Reading text>

A lot of software can be installed in a user's $HOME directory without root access, or is easy to build from source. Please check for such options, as well as the virtual environment and container solutions described below before requesting system-wide software installation (unless there are licensing issues).

Python Virtual Environments (venv)

Users can manage their own python environment (including installing needed modules) using virtual environments. Please see the documentation on virtual environments on python.org for details.

Anaconda (Miniconda)

NOTE: Consider starting with Miniconda if you do not need a multitude of packages for it will be smaller, faster to install as well as update.

Anaconda can be used to maintain custom environments for R, Python, and many other software packages, including alternate interpreter versions and dependencies.
Reference to help decide if Miniconda is enough: https://conda.io/docs/user-guide/install/download.html
Reference for Anaconda R Essentials: https://conda.io/docs/user-guide/tasks/use-r-with-conda.html
Reference for Linux install: https://conda.io/docs/user-guide/install/linux.html
Please take the tutorials to assist you with your management of conda packages:
- https://conda.io/docs/user-guide/tutorials/index.html
We recommend installing miniconda in your Athena directory (/athena/cayuga_0xxx/scratch/username)
- To Install miniconda in your athena directory, follow: https://docs.conda.io/en/latest/miniconda.html

example: mkdir -p /athena/cayuga_0001/scratch/jhs3001/miniconda3 
 wget https://repo.anaconda.com/miniconda/Miniconda3-latest-Linux-x86_64.sh -O /athena/cayuga_0001/scratch/jhs3001/miniconda3/miniconda.sh
 bash /athena/cayuga_0001/scratch/jhs3001/miniconda3/miniconda.sh -b -u -p /athena/cayuga_0001/scratch/jhs3001/miniconda3
 rm -rf /athena/cayuga_0001/scratch/jhs3001/miniconda3/miniconda.sh
 /athena/cayuga_0001/scratch/jhs3001/miniconda3/bin/conda init bash
 logout and back in, or type: source ~/.bashrc
 You may also need to run: conda update -n base -c defaults conda

Create Virtual Environment

You can create as many virtual environments, each in their own directory, as needed.

Information supplied>
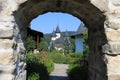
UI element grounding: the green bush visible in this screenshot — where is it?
[40,53,54,73]
[68,66,88,80]
[28,73,39,80]
[26,54,54,80]
[49,51,72,64]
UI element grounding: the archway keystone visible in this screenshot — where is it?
[0,0,120,80]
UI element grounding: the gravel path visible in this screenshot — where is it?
[50,64,68,80]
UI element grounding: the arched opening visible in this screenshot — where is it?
[2,0,115,80]
[14,0,107,80]
[26,12,88,80]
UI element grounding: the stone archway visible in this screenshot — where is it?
[0,0,120,80]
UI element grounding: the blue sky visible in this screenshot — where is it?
[30,12,81,33]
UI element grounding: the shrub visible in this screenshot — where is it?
[49,51,72,64]
[28,73,39,80]
[26,54,54,80]
[68,66,88,80]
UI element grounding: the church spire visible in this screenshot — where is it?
[55,25,60,33]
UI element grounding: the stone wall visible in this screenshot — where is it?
[0,0,120,80]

Aim 1> List every web address in the text on installing software that begins with "https://conda.io/docs/user-guide".
Aim 2> Write the next part of the text on installing software, picking up right after its final sentence.

Task output 1>
https://conda.io/docs/user-guide/install/download.html
https://conda.io/docs/user-guide/tasks/use-r-with-conda.html
https://conda.io/docs/user-guide/install/linux.html
https://conda.io/docs/user-guide/tutorials/index.html

Task output 2>
python3.9: python3.9 -m venv <your virtual environment directory>

Activate Virtual Environment

You need to activate a virtual environment before using it:

source <your virtual environment directory>/bin/activate

Once such an environment is activated, both python and python3 should become aliases for python3.9.

Install Python Modules Using pip

After activating your virtual environment, you can now install python modules for the activated environment:

It's always a good idea to update pip first:

pip install --upgrade pip

Install the module:

pip install <module name>

List installed python modules in the environment:

pip list modules

Singularity Containers

Singularity is a container system similar to Docker, but suitable for running in HPC environments without root access. You might want to use Singularity if:

You're using software or dependencies designed for a different Linux distribution or version than the one on Cayuga.
Your software is easy to install using a Linux distribution's packaging system, which would require root access.
There's a Docker or Singularity image available from a registry like Nvidia NGC, Docker Hub, Singularity Hub, or from another cluster user with the software you need.
There's a Dockerfile or Singularity recipe that is close to what you need with a few modifications.
You want a reproducible software environment on different systems, or for publication.

Singularity is provided as an environment module; to use it first run module load singularity.

Download an existing image with singularity pull, which doesn't require root access. If multiple people will use the same image, we can publish them in a shared location.

Build a new image with singularity build, which usually must be run on an outside machine where you have root access. Then you can upload it directly to the cluster to run, or transfer it through a container registry.

Run software in the container using singularity run,singularity exec, or singularity shell. Performance will likely be best if you copy the image to local disk on the compute node, or run it from the HOME filesystem (not BeeGFS). Remember that the container potentially works like a different OS distribution and software stack, even though it can access some host filesystems by default (such as HOME), so be careful about interactions with your existing environment (shell startup files, lmod, Anaconda, venv, etc.). Consider using the -c option or maintaining an environment specific to each container you use.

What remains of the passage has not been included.